**DOCUMENT TEXT:**
Managing Cities' Growing Volunteer Pools
Cities are using new grant money to install ‘chief volunteer officers.’
Cities have always had chief financial officers, chief information officers and chiefs of staff. But are municipalities ready for chief service officers? This newly minted role may be a sign of the times, as cities struggling to make ends meet increasingly turn to volunteers to do jobs, some of which were once handled by someone who received a government paycheck. The problem is that it often takes a professional to coordinate, direct and oversee a small army of volunteers.
Thanks to a $2 million grant from the Bloomberg Philanthropies, the Rockefeller Foundation and other groups, eligible cities are receiving financing to hire a services czar to marshal groups of volunteers to tackle local government problems.
The effort, called Cities of Service, started in September 2009 after the Edward M. Kennedy Serve America Act challenged cities to think of new uses for volunteers. The problem, according to experts, has been the disconnect between local needs and volunteers’ desires to help communities.
“Cities around the country are facing enormous challenges, and mayors have an opportunity to make the most of our greatest asset: public-spirited citizens and organizations,” said New York City Mayor Michael Bloomberg when the project was announced.
Initially starting with mayors from 17 cities, the program has grown to include 111 coalition members, including 20 cities that received grants to hire chief service officers. Cities of Service’s purpose is to identify local community sectors that most need volunteers, match service programs with volunteers and share best practices.
In New York City, the program has focused on health. Volunteers -- 56,000 of them -- have been trained in CPR, delivered 160,000 flu vaccinations and led more than 200 free fitness classes, serving more than 7,000 people in neighborhoods with high obesity levels. Elsewhere, cities have considered or started using volunteers in public safety, education, housing for the homeless, environmental causes and flood protection.

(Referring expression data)
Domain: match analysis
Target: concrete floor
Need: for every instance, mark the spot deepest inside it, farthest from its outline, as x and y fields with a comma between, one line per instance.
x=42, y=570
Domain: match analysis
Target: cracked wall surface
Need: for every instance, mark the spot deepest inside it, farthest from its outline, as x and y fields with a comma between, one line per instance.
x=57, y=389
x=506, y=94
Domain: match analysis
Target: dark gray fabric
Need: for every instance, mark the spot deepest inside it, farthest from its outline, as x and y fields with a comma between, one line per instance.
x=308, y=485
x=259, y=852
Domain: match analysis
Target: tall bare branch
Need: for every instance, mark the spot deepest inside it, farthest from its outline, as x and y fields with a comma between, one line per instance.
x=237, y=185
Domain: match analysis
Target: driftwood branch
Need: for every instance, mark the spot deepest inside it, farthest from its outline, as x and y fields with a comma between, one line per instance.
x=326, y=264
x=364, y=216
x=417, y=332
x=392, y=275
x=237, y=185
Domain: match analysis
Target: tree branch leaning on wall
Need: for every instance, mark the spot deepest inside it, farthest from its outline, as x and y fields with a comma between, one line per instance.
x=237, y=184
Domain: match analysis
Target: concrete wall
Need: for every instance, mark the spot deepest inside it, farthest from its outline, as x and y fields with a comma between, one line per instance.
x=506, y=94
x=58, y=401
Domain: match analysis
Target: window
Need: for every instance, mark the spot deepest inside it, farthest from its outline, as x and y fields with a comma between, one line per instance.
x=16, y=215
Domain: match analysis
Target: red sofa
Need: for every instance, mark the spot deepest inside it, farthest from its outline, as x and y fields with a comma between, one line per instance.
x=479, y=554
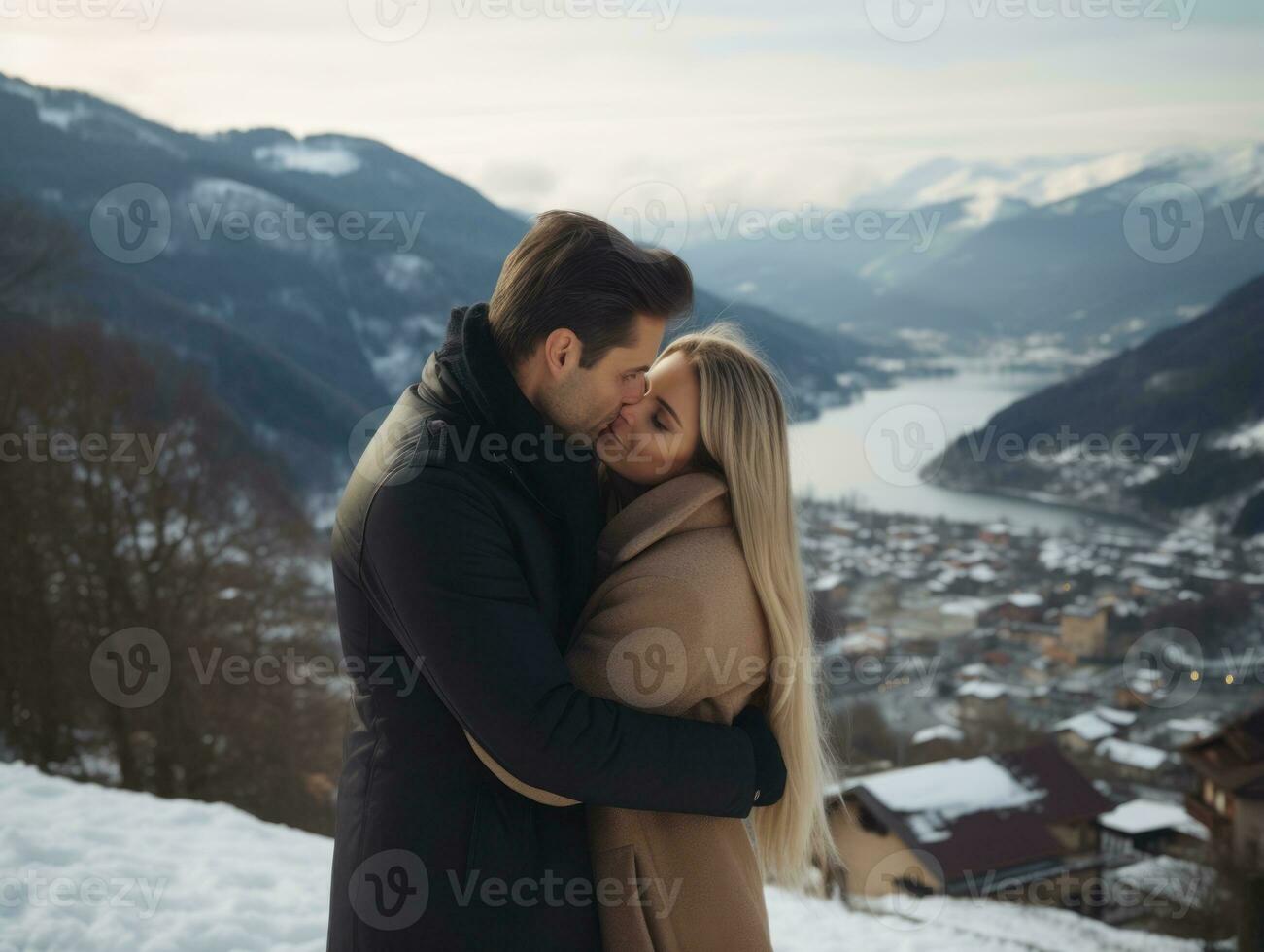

**WORK TASK 1:**
Reproduce a passage from the article on city volunteer programs, beginning at the words "Managing Cities' Growing" and stopping after "army of volunteers.".
**WORK TASK 2:**
Carry on the article on city volunteer programs, picking up after its final sentence.

**EXERCISE ANSWER 1:**
Managing Cities' Growing Volunteer Pools
Cities are using new grant money to install ‘chief volunteer officers.’
Cities have always had chief financial officers, chief information officers and chiefs of staff. But are municipalities ready for chief service officers? This newly minted role may be a sign of the times, as cities struggling to make ends meet increasingly turn to volunteers to do jobs, some of which were once handled by someone who received a government paycheck. The problem is that it often takes a professional to coordinate, direct and oversee a small army of volunteers.

**EXERCISE ANSWER 2:**
The grants are meant to aid cities in giving leadership to volunteer efforts. To receive a grant, all applicant cities must have at least 100,000 residents according to the 2000 U.S. Census and be home to at least one community college or a four-year public or private university.
The question with any job-hiring grant is one of long-term effectiveness. Will cities continue to fund a position for a volunteer czar once the money is gone? The expectation, of course, is that the value of having such a professional to coordinate legions of unpaid volunteers will outweigh any fiscal constraints, and that cities will have long left behind any lingering effects of the recession.
Similar questions can be asked about the effectiveness of volunteers. Can they be as effective as a paid city worker? Can their altruism be sustained over time so that the services they’re delivering remain effective? These are questions that cities must address at some point. But with localities in desperate need of help, the idea of hiring a service chief to develop and carry out plans for volunteers seems like a pragmatic step for now.